_RECORDED INFORMATION_.
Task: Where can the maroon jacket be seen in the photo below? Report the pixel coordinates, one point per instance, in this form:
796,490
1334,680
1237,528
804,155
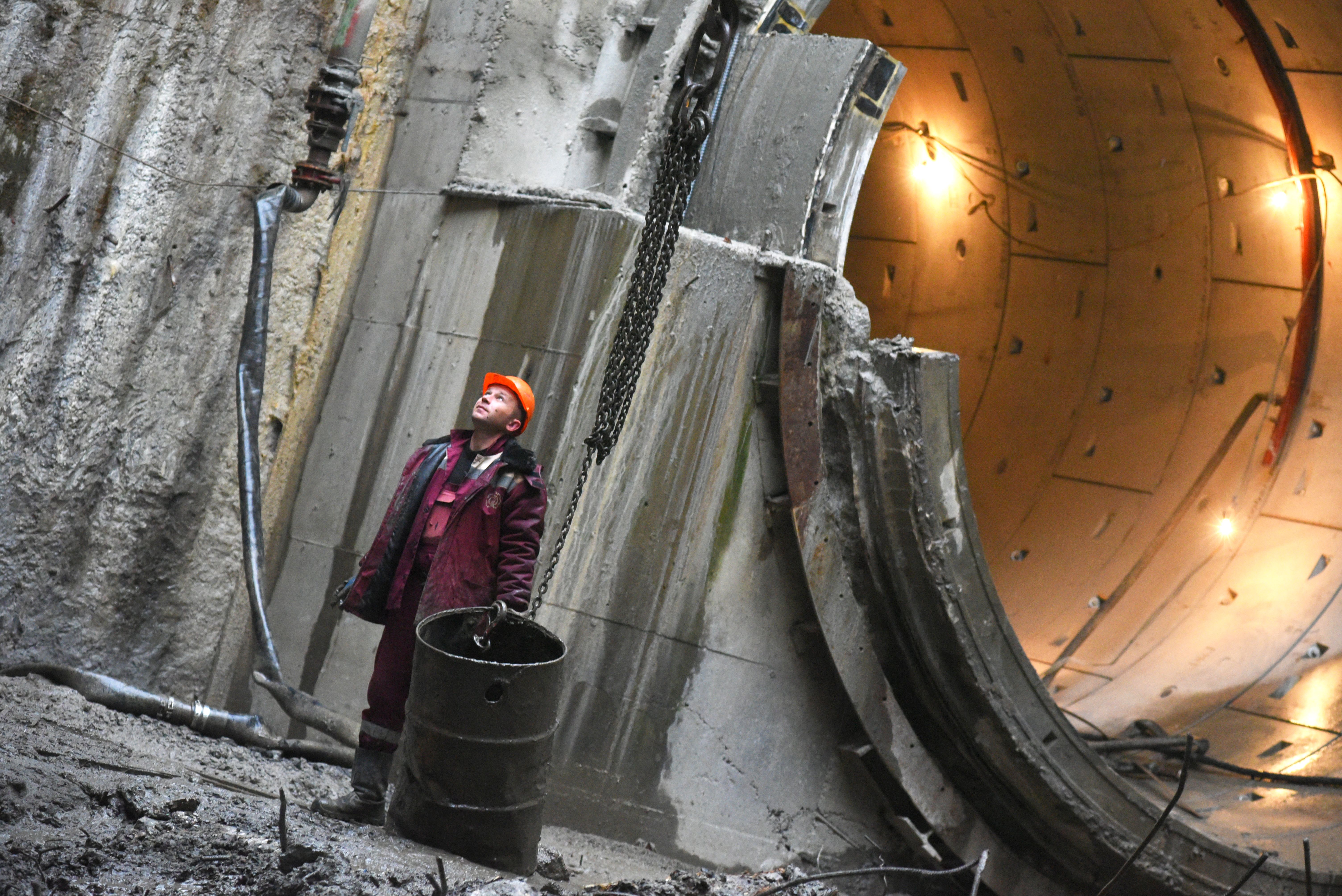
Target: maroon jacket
490,545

_AIM OF THE EXERCISE_.
Word for word, quote the lines above. Omit the pictures.

_TASK RESULT_.
Task: Where can the maroon jacket be seen in the photo below? Report the pixel coordinates, one point per instance, in this form:
796,490
1334,680
1237,528
804,155
Target: maroon jacket
490,545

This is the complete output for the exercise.